-------- PASSAGE SHOWN

Turns out, one of Jamie Moyer's most important pitching performances of the season was also his last.

The 46-year-old lefthander, who helped protect a three-run lead Tuesday night by recording four outs in the sixth and seventh innings to set up Ryan Madson for a six-out save, will have season-ending surgery to repair three torn tendons in his groin and lower abdomen, an injury suffered on his final pitch of the Phillies' 7-4 win over Houston.

The team doctor, Michael Ciccotti, said he was optimistic that Moyer would be ready to return by the start of spring training, a timetable he said is not uncommon even for a player of Moyer's age.

"This is an injury that does occur at all ages of professional pitchers," Ciccotti said. "The results are pretty consistent regardless of the age group. We talk about age and we talk about chronologic age and physiologic age. There are some players who are older and are very youthful in their ability to heal, and there's no question that Jamie has all those qualities."

One of the key factors behind Moyer's remarkable career has been his durability. After turning 38 in November 2000, Moyer started at least 32 games in each of the next eight seasons, a run that ended this year when he lost his spot in the rotation to Pedro Martinez in August.

But on his last pitch of the seventh inning Tuesday night, when Jeff Keppinger flied to deep centerfield to end the frame, Moyer fell awkwardly to the turf and later limped off the field with catcher Paul Bako's assistance. Last night, Moyer visited with specialist Dr. Bill Meyer, who confirmed the Phillies' diagnosis: a tear of two tendons in his groin and one in his lower abdominal area. Meyer, who operated on sports hernias suffered by Eagles quarterback Donovan McNabb and wide receiver Kevin Curtis, will perform surgery on Moyer within 7 to 10 days.

"You know what? You deal with it," Moyer said. "That's life, and you roll with the punches. I'm not going to complain about it. I had a good run here. My time isn't over here. I'm going to enjoy it, make the best of it, and be a cheerleader."

Ciccotti said a typical full recovery leaves a player with 90 to 95 percent of his previous strength in the affected area, which should enable Moyer to continue pitching.

Regardless of his health, Moyer, who is entering the final year of a 2-year, $13 million contract he signed in the offseason, faces an uncertain future with the Phillies. The Phillies have control of four starters - lefthanders Cole Hamels, Cliff Lee and J.A. Happ and righthander Joe Blanton - through next season. Many in the organization feel top pitching prospect Kyle Drabek could be ready to contribute at some point next season. But Drabek is fewer than 3 years removed from Tommy John surgery and has yet to pitch above Double A. And depending what happens with righthanders Brett Myers and Martinez, both of whom will be free agents, Moyer could have a chance to win back his spot in the rotation this spring. He went 16-7 with a 3.71 ERA in 33 starts in 2008, but was 10-9 with a 5.74 ERA in 22 starts this season before losing his spot to Martinez.

Moyer has a limited no-trade clause that allows him to block deals to six clubs. For now, he must focus on recovering from surgery.

"I'm not really interested in talking about next year," Moyer said "We're worried about right now and having fun and enjoying ourselves."

----------------
-------- DATASET CONTENT

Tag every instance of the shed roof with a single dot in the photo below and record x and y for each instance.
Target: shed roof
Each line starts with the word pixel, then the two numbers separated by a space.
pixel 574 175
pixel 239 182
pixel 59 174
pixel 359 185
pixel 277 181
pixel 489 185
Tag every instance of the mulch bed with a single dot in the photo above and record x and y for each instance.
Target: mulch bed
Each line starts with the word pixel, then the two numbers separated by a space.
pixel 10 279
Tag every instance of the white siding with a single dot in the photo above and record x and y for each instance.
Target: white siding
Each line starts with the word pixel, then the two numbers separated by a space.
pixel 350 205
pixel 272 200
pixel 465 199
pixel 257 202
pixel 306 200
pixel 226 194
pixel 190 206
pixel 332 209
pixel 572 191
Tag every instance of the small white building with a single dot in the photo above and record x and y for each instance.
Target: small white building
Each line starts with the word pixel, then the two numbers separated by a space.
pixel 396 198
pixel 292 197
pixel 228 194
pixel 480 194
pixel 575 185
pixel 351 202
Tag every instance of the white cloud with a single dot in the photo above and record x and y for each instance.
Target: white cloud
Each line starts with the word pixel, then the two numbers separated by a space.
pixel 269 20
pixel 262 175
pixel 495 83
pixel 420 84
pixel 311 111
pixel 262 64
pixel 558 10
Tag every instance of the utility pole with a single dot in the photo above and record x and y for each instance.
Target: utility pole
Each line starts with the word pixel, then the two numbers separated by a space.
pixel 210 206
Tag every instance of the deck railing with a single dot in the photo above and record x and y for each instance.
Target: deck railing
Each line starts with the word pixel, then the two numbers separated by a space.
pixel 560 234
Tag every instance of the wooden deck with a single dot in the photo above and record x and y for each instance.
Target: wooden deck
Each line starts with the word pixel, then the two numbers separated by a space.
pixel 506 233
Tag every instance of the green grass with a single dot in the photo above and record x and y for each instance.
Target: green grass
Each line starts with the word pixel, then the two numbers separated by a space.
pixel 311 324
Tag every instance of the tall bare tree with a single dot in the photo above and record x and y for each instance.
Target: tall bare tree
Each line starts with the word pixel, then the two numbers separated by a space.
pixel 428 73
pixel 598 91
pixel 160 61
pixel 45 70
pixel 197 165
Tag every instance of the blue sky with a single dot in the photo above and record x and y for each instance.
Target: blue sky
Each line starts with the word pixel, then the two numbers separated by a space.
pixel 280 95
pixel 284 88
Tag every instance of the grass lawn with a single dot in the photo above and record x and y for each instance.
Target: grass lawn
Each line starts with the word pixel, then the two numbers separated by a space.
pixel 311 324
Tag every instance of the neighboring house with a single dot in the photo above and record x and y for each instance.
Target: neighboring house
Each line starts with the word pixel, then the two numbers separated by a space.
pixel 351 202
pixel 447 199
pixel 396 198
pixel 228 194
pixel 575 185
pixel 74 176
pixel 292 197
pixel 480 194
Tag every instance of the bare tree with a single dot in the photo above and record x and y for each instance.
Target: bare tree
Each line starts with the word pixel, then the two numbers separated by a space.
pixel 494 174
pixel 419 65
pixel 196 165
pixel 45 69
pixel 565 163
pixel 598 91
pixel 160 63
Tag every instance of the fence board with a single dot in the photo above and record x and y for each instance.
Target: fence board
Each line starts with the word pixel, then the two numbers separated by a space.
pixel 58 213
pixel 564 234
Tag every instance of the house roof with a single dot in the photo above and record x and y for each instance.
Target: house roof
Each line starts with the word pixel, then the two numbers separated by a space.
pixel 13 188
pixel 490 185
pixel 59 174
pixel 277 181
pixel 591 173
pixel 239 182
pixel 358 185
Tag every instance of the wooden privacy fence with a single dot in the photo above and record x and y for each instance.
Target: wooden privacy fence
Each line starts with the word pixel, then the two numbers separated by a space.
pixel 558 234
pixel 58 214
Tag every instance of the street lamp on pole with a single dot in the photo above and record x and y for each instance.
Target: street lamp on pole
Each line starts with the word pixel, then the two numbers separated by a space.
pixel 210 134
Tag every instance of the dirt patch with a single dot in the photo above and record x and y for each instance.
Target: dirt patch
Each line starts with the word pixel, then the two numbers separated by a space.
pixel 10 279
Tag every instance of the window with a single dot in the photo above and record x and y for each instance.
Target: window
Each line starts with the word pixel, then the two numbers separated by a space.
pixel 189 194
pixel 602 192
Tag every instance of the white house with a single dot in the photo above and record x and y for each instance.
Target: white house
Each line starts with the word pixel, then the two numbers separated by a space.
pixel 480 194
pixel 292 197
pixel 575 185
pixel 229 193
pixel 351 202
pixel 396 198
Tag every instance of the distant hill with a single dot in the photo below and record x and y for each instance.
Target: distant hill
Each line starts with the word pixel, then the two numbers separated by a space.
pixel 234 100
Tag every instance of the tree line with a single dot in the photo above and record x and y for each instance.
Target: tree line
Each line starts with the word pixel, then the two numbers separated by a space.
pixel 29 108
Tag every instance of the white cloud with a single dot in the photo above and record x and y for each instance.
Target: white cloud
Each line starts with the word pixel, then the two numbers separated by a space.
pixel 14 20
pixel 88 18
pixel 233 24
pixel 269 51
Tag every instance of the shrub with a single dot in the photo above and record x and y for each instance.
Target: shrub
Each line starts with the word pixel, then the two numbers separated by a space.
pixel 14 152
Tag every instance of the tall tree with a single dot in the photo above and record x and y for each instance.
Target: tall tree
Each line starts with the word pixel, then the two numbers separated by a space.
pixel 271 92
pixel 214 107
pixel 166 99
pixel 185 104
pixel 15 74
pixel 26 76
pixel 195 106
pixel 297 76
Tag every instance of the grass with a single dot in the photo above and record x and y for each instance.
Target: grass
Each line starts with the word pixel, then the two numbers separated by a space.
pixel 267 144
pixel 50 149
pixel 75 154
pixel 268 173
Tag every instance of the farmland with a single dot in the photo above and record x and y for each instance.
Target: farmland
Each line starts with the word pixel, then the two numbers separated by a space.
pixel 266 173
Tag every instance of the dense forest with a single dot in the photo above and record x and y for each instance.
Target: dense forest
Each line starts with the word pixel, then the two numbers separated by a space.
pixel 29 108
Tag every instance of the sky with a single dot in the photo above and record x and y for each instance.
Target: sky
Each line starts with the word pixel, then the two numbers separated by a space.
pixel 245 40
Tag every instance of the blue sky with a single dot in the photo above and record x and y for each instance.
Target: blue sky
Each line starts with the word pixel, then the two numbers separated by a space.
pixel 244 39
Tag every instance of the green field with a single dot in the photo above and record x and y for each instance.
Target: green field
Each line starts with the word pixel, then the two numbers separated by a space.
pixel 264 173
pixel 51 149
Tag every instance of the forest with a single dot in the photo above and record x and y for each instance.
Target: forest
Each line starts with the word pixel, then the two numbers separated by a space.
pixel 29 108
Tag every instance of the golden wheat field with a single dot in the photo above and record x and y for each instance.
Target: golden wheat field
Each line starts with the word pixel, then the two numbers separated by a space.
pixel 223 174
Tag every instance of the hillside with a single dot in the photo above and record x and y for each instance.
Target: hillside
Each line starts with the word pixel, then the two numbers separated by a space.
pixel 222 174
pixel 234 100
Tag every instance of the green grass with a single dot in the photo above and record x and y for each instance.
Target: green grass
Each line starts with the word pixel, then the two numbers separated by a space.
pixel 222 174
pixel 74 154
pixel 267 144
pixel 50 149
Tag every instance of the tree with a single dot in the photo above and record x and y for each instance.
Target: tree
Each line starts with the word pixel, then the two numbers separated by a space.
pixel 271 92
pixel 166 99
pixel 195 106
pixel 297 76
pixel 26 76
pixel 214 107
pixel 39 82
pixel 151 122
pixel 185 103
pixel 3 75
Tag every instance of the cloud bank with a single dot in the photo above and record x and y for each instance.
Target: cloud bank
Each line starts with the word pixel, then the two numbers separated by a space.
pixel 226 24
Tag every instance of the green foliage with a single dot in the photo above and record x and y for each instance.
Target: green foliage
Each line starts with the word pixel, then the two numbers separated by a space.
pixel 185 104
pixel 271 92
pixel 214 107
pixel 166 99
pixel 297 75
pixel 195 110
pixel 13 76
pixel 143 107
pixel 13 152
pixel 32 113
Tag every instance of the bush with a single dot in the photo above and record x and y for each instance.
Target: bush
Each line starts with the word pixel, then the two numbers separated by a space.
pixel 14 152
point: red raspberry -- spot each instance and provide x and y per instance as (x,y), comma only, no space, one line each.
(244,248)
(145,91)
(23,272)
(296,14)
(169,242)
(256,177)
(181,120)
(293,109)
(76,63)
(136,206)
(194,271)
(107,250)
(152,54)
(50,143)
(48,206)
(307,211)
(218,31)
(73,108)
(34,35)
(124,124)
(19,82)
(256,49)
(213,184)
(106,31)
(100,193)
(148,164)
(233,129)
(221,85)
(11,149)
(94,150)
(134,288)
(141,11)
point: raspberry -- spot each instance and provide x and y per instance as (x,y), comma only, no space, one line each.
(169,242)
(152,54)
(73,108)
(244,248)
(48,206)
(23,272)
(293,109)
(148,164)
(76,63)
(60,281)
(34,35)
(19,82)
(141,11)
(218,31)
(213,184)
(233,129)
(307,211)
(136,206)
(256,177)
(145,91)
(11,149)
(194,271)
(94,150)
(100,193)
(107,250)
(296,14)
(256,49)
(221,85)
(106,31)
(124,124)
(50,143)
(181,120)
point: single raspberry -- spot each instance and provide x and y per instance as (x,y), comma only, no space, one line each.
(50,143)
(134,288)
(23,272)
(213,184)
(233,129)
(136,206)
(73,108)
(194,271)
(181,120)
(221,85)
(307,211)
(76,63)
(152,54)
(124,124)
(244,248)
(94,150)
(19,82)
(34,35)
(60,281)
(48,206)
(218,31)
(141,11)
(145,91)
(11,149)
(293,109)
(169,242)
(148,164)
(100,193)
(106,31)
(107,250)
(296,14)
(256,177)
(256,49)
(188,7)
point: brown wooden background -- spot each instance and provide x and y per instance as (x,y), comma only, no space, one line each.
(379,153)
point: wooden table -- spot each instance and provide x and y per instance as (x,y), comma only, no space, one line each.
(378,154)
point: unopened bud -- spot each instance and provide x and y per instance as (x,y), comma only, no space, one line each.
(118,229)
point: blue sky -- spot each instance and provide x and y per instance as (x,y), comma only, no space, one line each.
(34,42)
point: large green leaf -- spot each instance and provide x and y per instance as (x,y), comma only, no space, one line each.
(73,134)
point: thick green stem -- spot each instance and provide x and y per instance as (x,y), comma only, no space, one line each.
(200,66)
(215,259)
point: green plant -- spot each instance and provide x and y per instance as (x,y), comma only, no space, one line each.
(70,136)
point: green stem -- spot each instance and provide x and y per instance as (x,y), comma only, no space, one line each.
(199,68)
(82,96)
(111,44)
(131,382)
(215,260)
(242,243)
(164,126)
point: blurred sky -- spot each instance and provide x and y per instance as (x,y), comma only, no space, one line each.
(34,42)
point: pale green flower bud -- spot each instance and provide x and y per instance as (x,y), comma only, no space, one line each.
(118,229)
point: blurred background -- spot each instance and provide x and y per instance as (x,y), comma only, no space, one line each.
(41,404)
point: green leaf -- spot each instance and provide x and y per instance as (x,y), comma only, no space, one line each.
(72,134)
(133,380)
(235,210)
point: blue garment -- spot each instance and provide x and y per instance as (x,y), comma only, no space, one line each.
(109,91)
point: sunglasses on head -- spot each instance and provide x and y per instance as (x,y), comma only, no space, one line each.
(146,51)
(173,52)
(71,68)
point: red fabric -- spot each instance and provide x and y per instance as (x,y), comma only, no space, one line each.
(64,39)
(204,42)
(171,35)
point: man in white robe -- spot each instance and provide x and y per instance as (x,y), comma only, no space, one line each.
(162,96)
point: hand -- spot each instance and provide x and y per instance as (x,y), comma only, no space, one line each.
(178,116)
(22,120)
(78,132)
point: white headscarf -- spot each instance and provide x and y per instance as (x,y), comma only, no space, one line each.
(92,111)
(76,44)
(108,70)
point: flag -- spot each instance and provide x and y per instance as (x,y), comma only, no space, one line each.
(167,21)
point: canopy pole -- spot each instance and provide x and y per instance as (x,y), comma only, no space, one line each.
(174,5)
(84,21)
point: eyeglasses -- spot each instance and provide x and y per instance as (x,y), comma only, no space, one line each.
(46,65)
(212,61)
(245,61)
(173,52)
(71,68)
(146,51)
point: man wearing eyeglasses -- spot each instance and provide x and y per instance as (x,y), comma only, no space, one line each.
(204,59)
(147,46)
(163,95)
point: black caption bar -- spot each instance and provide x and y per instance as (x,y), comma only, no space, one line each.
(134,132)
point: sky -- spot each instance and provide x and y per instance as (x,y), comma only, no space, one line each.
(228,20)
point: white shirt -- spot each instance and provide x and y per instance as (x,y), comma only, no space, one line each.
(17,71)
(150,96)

----------------

◆ WORK REQUIRED: Please list the four starting pitchers the Jamie Moyer article says the Phillies control through next season. Use only the Jamie Moyer article to answer, not the data.

◆ EXERCISE OUTPUT: Cole Hamels, Cliff Lee, J.A. Happ, Joe Blanton